— Begin Provided information —

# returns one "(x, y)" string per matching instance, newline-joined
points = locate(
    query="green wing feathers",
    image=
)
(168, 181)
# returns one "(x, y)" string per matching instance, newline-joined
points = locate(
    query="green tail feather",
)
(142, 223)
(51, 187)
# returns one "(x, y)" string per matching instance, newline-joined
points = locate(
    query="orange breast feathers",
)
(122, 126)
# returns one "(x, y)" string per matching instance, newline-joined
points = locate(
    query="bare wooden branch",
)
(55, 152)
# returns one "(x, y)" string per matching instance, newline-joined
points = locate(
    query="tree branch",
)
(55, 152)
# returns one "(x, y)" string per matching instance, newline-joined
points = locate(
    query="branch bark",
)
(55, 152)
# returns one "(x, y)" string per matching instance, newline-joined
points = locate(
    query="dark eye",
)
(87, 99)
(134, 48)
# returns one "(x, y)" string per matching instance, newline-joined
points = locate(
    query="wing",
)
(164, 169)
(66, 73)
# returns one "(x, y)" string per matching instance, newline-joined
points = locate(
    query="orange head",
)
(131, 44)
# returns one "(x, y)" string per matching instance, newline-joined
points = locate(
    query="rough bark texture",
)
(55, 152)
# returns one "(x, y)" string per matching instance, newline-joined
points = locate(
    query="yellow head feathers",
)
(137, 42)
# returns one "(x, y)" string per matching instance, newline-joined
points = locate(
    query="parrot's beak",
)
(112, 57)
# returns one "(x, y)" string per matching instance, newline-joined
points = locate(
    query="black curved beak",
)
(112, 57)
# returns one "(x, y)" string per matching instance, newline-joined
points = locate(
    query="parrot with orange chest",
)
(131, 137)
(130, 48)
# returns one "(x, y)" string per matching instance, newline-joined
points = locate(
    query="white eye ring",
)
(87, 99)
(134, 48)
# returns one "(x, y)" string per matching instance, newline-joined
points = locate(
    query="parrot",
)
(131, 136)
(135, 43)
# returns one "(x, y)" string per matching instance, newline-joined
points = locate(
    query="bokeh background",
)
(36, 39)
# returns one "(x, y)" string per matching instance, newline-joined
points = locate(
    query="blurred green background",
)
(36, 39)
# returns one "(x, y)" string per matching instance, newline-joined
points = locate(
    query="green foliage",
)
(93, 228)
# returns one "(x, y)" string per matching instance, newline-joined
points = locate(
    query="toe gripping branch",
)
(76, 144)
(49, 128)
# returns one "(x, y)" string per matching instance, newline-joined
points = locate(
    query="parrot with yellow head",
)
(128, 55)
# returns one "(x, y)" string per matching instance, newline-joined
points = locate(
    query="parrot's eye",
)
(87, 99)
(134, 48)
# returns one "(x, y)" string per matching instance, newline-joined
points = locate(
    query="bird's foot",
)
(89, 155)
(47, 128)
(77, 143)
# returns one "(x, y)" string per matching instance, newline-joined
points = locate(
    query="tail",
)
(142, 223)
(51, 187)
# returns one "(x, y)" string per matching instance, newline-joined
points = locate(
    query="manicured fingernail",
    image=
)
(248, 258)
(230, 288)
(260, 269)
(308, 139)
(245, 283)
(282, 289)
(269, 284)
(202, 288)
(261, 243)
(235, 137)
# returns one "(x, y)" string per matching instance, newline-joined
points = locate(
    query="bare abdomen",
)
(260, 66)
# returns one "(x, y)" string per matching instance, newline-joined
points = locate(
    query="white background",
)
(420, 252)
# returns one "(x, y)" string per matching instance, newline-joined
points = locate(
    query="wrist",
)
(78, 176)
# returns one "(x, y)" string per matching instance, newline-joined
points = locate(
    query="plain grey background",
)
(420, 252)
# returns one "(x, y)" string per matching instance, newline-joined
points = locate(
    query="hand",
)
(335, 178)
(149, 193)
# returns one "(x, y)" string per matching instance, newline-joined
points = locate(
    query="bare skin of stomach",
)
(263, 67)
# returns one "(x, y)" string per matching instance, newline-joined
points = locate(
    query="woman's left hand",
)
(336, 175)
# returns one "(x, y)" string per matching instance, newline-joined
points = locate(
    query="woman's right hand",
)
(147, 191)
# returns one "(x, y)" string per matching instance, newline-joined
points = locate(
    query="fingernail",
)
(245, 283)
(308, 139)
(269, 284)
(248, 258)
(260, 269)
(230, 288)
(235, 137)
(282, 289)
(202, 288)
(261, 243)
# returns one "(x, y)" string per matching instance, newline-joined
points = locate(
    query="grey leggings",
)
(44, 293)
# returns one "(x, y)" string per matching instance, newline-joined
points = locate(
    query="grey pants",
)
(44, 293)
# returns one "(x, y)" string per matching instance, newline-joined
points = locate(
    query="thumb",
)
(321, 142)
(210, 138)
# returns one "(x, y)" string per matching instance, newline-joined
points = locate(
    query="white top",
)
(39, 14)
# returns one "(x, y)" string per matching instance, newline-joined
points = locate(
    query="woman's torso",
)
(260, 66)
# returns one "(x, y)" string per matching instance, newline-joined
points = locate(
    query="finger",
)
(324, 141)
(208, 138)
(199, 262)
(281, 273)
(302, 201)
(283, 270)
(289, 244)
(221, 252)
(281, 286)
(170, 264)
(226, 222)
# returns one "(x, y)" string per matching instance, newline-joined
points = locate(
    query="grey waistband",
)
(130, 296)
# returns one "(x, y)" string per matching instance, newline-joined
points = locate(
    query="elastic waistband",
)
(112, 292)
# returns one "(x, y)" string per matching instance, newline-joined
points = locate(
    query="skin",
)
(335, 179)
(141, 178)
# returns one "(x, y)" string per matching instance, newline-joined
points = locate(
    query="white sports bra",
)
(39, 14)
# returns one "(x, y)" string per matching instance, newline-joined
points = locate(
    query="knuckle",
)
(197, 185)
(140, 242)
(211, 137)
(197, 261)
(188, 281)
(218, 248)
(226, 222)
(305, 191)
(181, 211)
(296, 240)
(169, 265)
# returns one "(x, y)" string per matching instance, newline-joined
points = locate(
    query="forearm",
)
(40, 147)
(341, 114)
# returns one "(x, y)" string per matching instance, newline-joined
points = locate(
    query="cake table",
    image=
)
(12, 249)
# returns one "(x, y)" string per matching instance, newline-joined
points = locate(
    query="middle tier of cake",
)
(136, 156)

— End Provided information —

Please restate the whole listing word for word.

# returns one "(x, y)" string per matching instance, newline-joined
points = locate(
    query="green wing feathers",
    image=
)
(168, 181)
# returns one "(x, y)" string per matching instance, newline-joined
points = locate(
    query="green tail feather",
)
(142, 223)
(51, 187)
# returns one "(x, y)" string per matching instance, newline-joined
points = locate(
    query="orange breast feathers",
)
(122, 126)
# returns one "(x, y)" string per matching instance, newline-joined
points = locate(
    query="bare wooden branch",
)
(55, 152)
# returns one "(x, y)" string per matching instance, newline-joined
points = locate(
    query="tree branch",
)
(55, 152)
# returns one "(x, y)" string per matching instance, newline-joined
points = locate(
    query="branch bark",
)
(55, 152)
# returns one "(x, y)" string per matching instance, newline-joined
points = locate(
    query="dark eye",
)
(87, 99)
(134, 48)
# returns one "(x, y)" string per matching instance, newline-joined
points = locate(
    query="wing",
)
(164, 169)
(66, 73)
# returns one "(x, y)" string per matching instance, newline-joined
points = locate(
    query="orange head",
)
(131, 44)
# returns one "(x, y)" string per matching instance, newline-joined
points = locate(
    query="rough bark texture",
)
(55, 152)
# returns one "(x, y)" string per matching instance, newline-joined
points = locate(
    query="yellow head feathers",
)
(137, 42)
# returns one "(x, y)" string per matching instance, newline-joined
points = locate(
    query="parrot's beak",
)
(112, 57)
# returns one "(x, y)" string per matching instance, newline-joined
points = locate(
    query="black curved beak",
)
(112, 57)
# returns one "(x, y)" string per matching instance, newline-joined
points = locate(
    query="parrot with orange chest",
)
(131, 137)
(130, 48)
# returns one "(x, y)" string per matching instance, newline-joined
points = locate(
    query="white eye ring",
)
(87, 99)
(134, 48)
# returns one "(x, y)" string per matching instance, newline-joined
points = locate(
    query="parrot",
)
(131, 136)
(135, 43)
# returns one "(x, y)" string per matching instance, newline-joined
points = locate(
    query="bokeh background",
)
(36, 39)
# returns one "(x, y)" string per matching instance, newline-joined
points = locate(
    query="blurred green background",
)
(36, 39)
# returns one "(x, y)" string per matching instance, newline-joined
points = locate(
    query="green foliage",
)
(93, 228)
# returns one "(x, y)" string per matching instance, newline-joined
points = locate(
    query="toe gripping branch",
)
(76, 144)
(49, 128)
# returns one "(x, y)" string per matching instance, newline-joined
points = locate(
    query="parrot with yellow head",
)
(128, 55)
# returns one "(x, y)" string per matching instance, newline-joined
points = locate(
    query="parrot's eye",
)
(87, 99)
(134, 48)
# returns one "(x, y)" string per matching instance, newline-joined
points = locate(
    query="bird's foot",
)
(89, 155)
(47, 128)
(77, 143)
# returns one "(x, y)" string per matching instance, newline-joined
points = locate(
    query="tail",
)
(142, 223)
(51, 187)
# returns one "(x, y)" string per matching instance, newline-joined
points = locate(
    query="manicured fingernail",
    image=
)
(248, 258)
(230, 288)
(260, 269)
(308, 139)
(245, 283)
(282, 289)
(269, 284)
(202, 288)
(261, 243)
(235, 137)
# returns one "(x, y)" string per matching instance, newline-joined
points = locate(
    query="bare abdomen",
)
(260, 66)
# returns one "(x, y)" string per matching instance, newline-joined
points = locate(
    query="white background",
)
(420, 252)
# returns one "(x, y)" string per matching instance, newline-joined
points = locate(
    query="wrist",
)
(78, 176)
# returns one "(x, y)" string per matching instance, newline-joined
points = locate(
    query="plain grey background",
)
(420, 252)
# returns one "(x, y)" string per matching instance, newline-joined
points = locate(
    query="hand",
)
(335, 178)
(149, 193)
# returns one "(x, y)" string per matching instance, newline-joined
points = locate(
    query="bare skin of stomach",
)
(263, 67)
# returns one "(x, y)" string per matching instance, newline-joined
points = locate(
    query="woman's left hand",
)
(336, 175)
# returns one "(x, y)" string per matching instance, newline-joined
points = locate(
    query="woman's right hand",
)
(147, 191)
# returns one "(x, y)" string per matching instance, newline-joined
points = locate(
    query="fingernail",
)
(245, 283)
(308, 139)
(269, 284)
(248, 258)
(260, 269)
(230, 288)
(235, 137)
(282, 289)
(202, 288)
(261, 243)
# returns one "(x, y)" string per matching instance, newline-joined
points = locate(
    query="grey leggings",
)
(44, 293)
# returns one "(x, y)" string per matching instance, newline-joined
points = locate(
    query="grey pants",
)
(44, 293)
# returns one "(x, y)" string per matching instance, newline-joined
points = locate(
    query="thumb",
)
(321, 142)
(210, 138)
# returns one "(x, y)" string per matching instance, newline-joined
points = locate(
    query="white top",
)
(39, 14)
# returns one "(x, y)" string per matching instance, newline-joined
points = locate(
    query="woman's torso",
)
(260, 66)
# returns one "(x, y)" string per matching instance, newline-joined
points = locate(
    query="finger",
)
(324, 141)
(208, 138)
(199, 262)
(281, 273)
(302, 201)
(283, 270)
(289, 244)
(221, 252)
(281, 286)
(170, 264)
(226, 222)
# returns one "(x, y)" string per matching instance, newline-joined
points = locate(
    query="grey waistband",
)
(130, 296)
# returns one "(x, y)" string per matching instance, newline-joined
points = locate(
    query="elastic waistband",
)
(112, 292)
# returns one "(x, y)" string per matching instance, newline-joined
points = locate(
    query="skin",
)
(335, 179)
(141, 178)
# returns one "(x, y)" string per matching instance, newline-joined
points = locate(
    query="white sports bra",
)
(39, 14)
# returns one "(x, y)" string per matching instance, newline-joined
points = locate(
    query="knuckle",
)
(197, 185)
(140, 242)
(211, 137)
(197, 261)
(188, 281)
(218, 248)
(226, 222)
(305, 191)
(181, 211)
(296, 240)
(169, 265)
# returns one "(x, y)" string per matching instance, newline-joined
points = locate(
    query="forearm",
)
(40, 147)
(341, 114)
# returns one "(x, y)" string per matching instance, newline-joined
points = locate(
    query="cake table",
    image=
)
(12, 249)
# returns one "(x, y)" string per matching instance, newline-joined
points = locate(
    query="middle tier of cake",
)
(136, 156)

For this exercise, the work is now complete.